My coments throughout


>----- Original Message -----
>From: "Wendy Brown" <[log in to unmask]>
>To: <[log in to unmask]>
>Sent: Monday, November 20, 2000 6:31 AM
>Subject: [PCBUILD] Overheating Asus G-Force Video Card??


> Hello to all,
>
> My son (a gamer!) is having a problem with freezes and his monitor display
> when playing Quake III, Halflife, Deltaforce Land Warrior, etc.....  

Very intense system demanding games that will push components into
full uses and maximum power consumption  and heat 

>He is
> concerned that it may be his Asus V6600 G-Force SGRAM video card.  
>His system
> includes an Asus K7M MOBO,  650 Athlon cpu, 128 SDRAM, Asus V6600 G-Force
> SGRAM video card (approx 9 months old), US Robotics 56K modem, 
>Sound Blaster
> Live soundcard, Linksys 10/100 NIC, 40x Memorex CD rom, Samsung 6x DVD,
> 8x4x32 HP CD burner, running Windows 98 first edition on a home 
>network(his
> is NOT the server) running Winproxy (with DSL).  He has the most current
>BIOS and driver updates for his MOBO and video card, but has already tried
>various combinations of previous drivers with the same results of freezes, etc.

EXTRACTED MATERIAL:
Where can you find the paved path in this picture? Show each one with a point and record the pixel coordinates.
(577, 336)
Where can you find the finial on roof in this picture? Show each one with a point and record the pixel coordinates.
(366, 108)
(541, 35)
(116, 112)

INSTRUCTIONS:
- A) Replace "roof" with "rooftop" in the entries from the line containing "Where can you find the finial" through the end of the entries. Leave everything else unchanged.
- B) Write the next part of the email about the gaming computer's freezes, starting after its last sentence.

ANSWERS GIVEN:
- A)
Where can you find the finial on rooftop in this picture? Show each one with a point and record the pixel coordinates.
(366, 108)
(541, 35)
(116, 112)

- B)
>His problem is that he freezes approx. 5 min into a game (even using the
>lowest settings in the game) and continues periodically after that.  After a
>reboot, he sometimes gets a green spectrum across the top of his desktop and the
>temp of the card reads at 175 when it should only be about 149.  He knows its
> overheating, but can't figure out why. 

This is surely an overheating problem! These are  excellent components
but some of the physically hottest around. Athlon, GeForce, SB Live,
CD Burner even the modem are hot in their class. Just look at the
heatsinks on such components.  And if cooler air isn't moving over
those chips and heatsinks and finding its way out of the case the
heatsinks don't do much good.

Those who OVERclock such a rig instantly have to solve even MORE
problems like these!

Its probable that your  case like most computer cases isn't
particularly of good thermal design, the cable arrangement and the
cards in the slots block air circulation and the fans are probably too
few and inadequate. Even the hard drives are at risk of catastrophic
failure in such an oven. And some brands of hard drive like Seagate
for instance are scorchers themselves. Significan heat sources.

As speed and performance go up so does power requirements and heat.
Everything is NOT getting smaller and cooler. Ever wonder why they
don't call them Laptops any more but notebooks instead? How about hot
potato?

> He runs Smart Doctor all the time,
> which is apparently suppose to keep the card from overheating, but still,
>it  overheats and freezes.  Without Smart Doctor running, it also overheats
>and freezes.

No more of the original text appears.